目标: 能否把下面这份清单完整重写一遍，将其中每一处“Target”都换成“Label”，其余内容一字不改？

工作数据:
::::::::::
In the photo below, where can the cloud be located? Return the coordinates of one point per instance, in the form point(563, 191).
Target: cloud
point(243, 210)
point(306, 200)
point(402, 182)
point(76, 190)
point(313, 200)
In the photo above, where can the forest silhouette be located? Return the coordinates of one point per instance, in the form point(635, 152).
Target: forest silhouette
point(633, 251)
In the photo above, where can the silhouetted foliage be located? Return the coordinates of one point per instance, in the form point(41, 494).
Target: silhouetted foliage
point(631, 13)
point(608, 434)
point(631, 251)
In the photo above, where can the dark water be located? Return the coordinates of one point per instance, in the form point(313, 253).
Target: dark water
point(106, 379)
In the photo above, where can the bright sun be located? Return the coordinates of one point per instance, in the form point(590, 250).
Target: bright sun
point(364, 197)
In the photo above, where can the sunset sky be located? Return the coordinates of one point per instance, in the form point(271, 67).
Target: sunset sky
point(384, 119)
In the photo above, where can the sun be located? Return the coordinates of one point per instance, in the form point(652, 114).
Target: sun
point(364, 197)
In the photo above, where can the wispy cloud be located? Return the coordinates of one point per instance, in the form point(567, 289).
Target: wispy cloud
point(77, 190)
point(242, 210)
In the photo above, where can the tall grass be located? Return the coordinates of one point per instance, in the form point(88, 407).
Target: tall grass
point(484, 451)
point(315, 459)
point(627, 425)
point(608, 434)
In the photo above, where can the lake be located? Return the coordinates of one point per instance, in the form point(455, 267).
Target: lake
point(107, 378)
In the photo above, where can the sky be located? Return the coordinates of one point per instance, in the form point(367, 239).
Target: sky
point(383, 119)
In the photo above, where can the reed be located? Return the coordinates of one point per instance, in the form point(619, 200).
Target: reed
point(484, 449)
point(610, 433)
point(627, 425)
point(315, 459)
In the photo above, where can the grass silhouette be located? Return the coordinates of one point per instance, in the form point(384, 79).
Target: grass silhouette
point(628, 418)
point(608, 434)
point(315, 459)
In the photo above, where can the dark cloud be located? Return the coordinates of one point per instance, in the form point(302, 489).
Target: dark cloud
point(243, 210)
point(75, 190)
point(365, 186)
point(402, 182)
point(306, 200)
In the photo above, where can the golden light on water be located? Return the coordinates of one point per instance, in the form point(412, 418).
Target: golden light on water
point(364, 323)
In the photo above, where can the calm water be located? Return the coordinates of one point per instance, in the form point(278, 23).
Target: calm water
::::::::::
任务结果:
In the photo below, where can the cloud be located? Return the coordinates of one point per instance, in the form point(563, 191).
Label: cloud
point(243, 210)
point(306, 200)
point(402, 182)
point(76, 190)
point(313, 200)
In the photo above, where can the forest silhouette be located? Return the coordinates of one point per instance, in the form point(635, 152).
Label: forest silhouette
point(633, 251)
In the photo above, where can the silhouetted foliage be located? Return the coordinates of one point per instance, in the form point(41, 494).
Label: silhouetted foliage
point(631, 13)
point(608, 434)
point(631, 251)
In the photo above, where can the dark water be located? Return the coordinates of one point per instance, in the form point(313, 253).
Label: dark water
point(106, 379)
In the photo above, where can the bright sun be located? Return the coordinates of one point per instance, in the form point(590, 250).
Label: bright sun
point(364, 197)
In the photo above, where can the sunset sky be located? Return the coordinates of one point per instance, in the form point(271, 67).
Label: sunset sky
point(384, 119)
In the photo above, where can the sun be located? Return the coordinates of one point per instance, in the form point(652, 114).
Label: sun
point(364, 197)
In the photo above, where can the wispy cloud be located? Return the coordinates of one point per instance, in the form point(567, 289).
Label: wispy cloud
point(77, 190)
point(242, 210)
In the photo above, where can the tall grass be located? Return the coordinates of one point per instance, in the form point(88, 407).
Label: tall grass
point(484, 451)
point(315, 459)
point(627, 425)
point(608, 434)
In the photo above, where can the lake be located? Return the coordinates of one point per instance, in the form point(455, 267).
Label: lake
point(107, 378)
In the photo above, where can the sky be located? Return the coordinates of one point per instance, in the form point(367, 239).
Label: sky
point(383, 119)
In the photo above, where can the reed be located? Return the coordinates of one point per instance, in the form point(619, 200).
Label: reed
point(484, 449)
point(610, 433)
point(627, 425)
point(315, 459)
In the photo above, where can the grass silhouette be located? Return the coordinates of one point per instance, in the form point(384, 79).
Label: grass silhouette
point(628, 418)
point(608, 434)
point(315, 459)
In the photo above, where can the dark cloud be located? Return the coordinates of one point per instance, in the form point(302, 489).
Label: dark cloud
point(243, 210)
point(75, 190)
point(365, 186)
point(402, 182)
point(306, 200)
In the photo above, where can the golden light on water be located? Return the coordinates of one point per instance, in the form point(412, 418).
Label: golden light on water
point(364, 323)
In the photo above, where can the calm water be located? Return the coordinates of one point per instance, in the form point(278, 23).
Label: calm water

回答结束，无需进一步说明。